• What you are asked to do
From the entries below, reproduce exactly the line containing "Pick out a point on every instance of the fog", the line containing "Pick out a point on every instance of the turn", and every line in between, with nothing added.

Stored data entries:

--------------------

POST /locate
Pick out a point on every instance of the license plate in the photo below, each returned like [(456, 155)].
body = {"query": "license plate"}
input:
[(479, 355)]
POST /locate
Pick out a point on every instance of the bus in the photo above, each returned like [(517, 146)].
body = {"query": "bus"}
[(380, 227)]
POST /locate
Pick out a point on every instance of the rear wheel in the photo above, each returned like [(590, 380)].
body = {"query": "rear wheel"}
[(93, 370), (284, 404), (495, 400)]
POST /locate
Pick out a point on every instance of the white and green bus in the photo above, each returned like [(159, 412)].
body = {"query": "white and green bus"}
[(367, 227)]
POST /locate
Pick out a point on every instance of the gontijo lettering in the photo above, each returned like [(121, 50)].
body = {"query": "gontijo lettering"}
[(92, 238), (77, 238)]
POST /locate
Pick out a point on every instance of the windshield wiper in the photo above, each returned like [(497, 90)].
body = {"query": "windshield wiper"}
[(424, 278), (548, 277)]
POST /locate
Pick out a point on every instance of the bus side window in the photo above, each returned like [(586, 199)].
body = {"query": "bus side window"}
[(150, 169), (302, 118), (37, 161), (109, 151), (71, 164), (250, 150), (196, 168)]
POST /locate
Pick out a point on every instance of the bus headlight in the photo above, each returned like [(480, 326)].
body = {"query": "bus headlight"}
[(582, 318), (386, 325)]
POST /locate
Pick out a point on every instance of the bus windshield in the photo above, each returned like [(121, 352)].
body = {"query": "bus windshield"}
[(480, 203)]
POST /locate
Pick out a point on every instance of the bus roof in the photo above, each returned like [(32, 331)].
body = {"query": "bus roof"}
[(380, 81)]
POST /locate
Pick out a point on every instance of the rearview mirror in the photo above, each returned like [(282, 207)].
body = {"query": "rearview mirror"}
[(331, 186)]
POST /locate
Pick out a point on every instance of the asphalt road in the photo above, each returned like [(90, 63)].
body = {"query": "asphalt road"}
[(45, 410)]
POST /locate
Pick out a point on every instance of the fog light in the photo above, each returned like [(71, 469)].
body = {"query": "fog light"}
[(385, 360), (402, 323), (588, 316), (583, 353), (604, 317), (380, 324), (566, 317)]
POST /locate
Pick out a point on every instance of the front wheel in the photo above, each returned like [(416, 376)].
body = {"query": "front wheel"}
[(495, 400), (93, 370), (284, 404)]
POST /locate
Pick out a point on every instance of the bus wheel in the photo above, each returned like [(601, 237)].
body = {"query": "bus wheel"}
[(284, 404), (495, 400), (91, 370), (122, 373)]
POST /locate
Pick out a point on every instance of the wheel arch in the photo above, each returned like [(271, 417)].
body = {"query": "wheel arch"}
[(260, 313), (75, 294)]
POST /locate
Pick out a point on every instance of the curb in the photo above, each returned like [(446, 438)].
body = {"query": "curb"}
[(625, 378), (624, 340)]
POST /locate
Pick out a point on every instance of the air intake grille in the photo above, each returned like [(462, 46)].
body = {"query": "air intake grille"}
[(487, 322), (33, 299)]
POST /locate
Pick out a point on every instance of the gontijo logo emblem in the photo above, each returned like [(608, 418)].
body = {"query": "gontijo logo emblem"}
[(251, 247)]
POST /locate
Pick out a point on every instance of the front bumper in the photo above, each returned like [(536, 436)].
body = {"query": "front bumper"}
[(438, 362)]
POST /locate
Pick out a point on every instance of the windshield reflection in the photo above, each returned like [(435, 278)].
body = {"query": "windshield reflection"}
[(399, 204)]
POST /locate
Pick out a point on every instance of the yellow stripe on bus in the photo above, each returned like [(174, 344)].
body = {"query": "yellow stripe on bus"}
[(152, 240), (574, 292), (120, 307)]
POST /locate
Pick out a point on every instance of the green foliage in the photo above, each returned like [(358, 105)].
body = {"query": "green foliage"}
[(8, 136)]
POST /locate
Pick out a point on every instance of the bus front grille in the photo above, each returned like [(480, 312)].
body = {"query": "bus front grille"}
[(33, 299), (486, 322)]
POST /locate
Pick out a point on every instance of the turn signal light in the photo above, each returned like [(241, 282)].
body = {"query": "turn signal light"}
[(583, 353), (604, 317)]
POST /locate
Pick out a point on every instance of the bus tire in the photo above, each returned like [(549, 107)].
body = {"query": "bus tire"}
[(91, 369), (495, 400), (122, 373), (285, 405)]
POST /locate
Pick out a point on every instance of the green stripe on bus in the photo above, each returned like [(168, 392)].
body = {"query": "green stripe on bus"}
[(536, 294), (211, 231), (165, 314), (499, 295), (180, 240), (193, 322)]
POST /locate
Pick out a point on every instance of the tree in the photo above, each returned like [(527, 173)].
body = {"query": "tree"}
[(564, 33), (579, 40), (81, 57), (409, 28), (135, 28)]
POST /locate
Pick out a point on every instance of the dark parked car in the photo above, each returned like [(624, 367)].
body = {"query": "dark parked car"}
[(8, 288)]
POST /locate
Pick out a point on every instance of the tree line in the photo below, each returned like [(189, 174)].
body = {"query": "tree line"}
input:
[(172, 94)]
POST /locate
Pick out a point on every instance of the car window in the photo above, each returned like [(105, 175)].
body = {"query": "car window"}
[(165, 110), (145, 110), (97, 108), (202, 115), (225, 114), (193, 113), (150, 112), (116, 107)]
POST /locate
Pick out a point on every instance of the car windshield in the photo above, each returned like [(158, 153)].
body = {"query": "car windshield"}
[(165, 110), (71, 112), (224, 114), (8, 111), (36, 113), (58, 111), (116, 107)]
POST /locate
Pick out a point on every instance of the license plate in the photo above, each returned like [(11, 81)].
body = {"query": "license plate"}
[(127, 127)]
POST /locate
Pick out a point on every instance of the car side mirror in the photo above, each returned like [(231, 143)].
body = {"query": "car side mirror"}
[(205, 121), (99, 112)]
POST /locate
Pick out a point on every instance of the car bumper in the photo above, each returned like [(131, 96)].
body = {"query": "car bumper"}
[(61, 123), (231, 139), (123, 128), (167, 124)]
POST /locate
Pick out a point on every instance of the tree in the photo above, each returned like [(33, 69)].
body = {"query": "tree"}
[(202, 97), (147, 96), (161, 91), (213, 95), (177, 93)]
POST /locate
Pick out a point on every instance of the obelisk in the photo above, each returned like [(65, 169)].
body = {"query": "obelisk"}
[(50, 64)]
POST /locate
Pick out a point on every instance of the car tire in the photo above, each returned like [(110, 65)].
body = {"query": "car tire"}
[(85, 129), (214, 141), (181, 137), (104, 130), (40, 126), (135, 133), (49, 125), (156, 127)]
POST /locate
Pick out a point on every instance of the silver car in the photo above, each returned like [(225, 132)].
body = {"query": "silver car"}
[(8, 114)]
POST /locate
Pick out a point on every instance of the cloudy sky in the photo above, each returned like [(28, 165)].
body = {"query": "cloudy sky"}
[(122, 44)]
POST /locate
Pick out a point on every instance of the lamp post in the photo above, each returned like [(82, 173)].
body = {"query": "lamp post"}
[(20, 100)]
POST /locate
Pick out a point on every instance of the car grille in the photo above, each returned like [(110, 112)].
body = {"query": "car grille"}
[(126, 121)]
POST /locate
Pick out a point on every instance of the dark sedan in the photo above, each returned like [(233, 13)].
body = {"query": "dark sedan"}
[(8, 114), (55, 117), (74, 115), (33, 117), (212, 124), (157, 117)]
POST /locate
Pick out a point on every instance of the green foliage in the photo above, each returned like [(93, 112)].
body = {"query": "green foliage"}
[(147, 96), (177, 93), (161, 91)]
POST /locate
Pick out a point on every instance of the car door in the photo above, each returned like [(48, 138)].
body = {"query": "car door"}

--------------------

• Written solution
Pick out a point on every instance of the fog light in the photo above, each returned like [(71, 469)].
body = {"query": "fog light"}
[(385, 360), (402, 323), (588, 316), (583, 353), (604, 317), (380, 324), (566, 317)]
POST /locate
Pick out a point on every instance of the front wheel in the photo above, each returned like [(416, 376)].
body = {"query": "front wheel"}
[(495, 400), (93, 370), (284, 404)]
POST /locate
Pick out a point on every instance of the bus wheel in the photo above, each returned like [(601, 237)].
body = {"query": "bus wheel"}
[(284, 404), (495, 400), (91, 370), (122, 373)]
POST /locate
Pick out a point on every instance of the wheel arch in the photo above, each returned like [(271, 417)].
body = {"query": "wheel arch"}
[(260, 313), (75, 294)]
POST /locate
Pick out a point on every instance of the curb in the photo above, each returned like [(446, 438)].
body = {"query": "curb"}
[(625, 378), (624, 340)]
POST /locate
Pick out a point on every instance of the air intake grille in the photo above, each returned like [(462, 46)].
body = {"query": "air intake grille"}
[(487, 322), (33, 299)]
POST /locate
Pick out a point on every instance of the gontijo logo emblem in the photo above, each returned like [(608, 418)].
body = {"query": "gontijo logo emblem"}
[(251, 247)]
POST /locate
Pick out a point on every instance of the front bumper in the photo above, each returned like [(536, 436)].
body = {"query": "front bumper"}
[(438, 362)]
POST /locate
Pick out a point on every instance of the windshield reflection in the photo above, each returned like [(435, 278)].
body = {"query": "windshield reflection"}
[(399, 204)]
POST /locate
Pick out a point on every instance of the yellow stripe on bus in the photo above, each returned like [(174, 344)].
body = {"query": "yellow stripe on bus"}
[(152, 240), (574, 292), (120, 307)]
POST /locate
Pick out a point on every instance of the green foliage in the photo above, each returned like [(358, 105)].
body = {"query": "green foliage"}
[(8, 136)]
POST /locate
Pick out a point on every instance of the bus front grille in the photo above, each returned like [(480, 312)].
body = {"query": "bus front grille"}
[(33, 299), (486, 322)]
POST /locate
Pick out a point on every instance of the turn signal light in the photo above, each returned like [(241, 282)].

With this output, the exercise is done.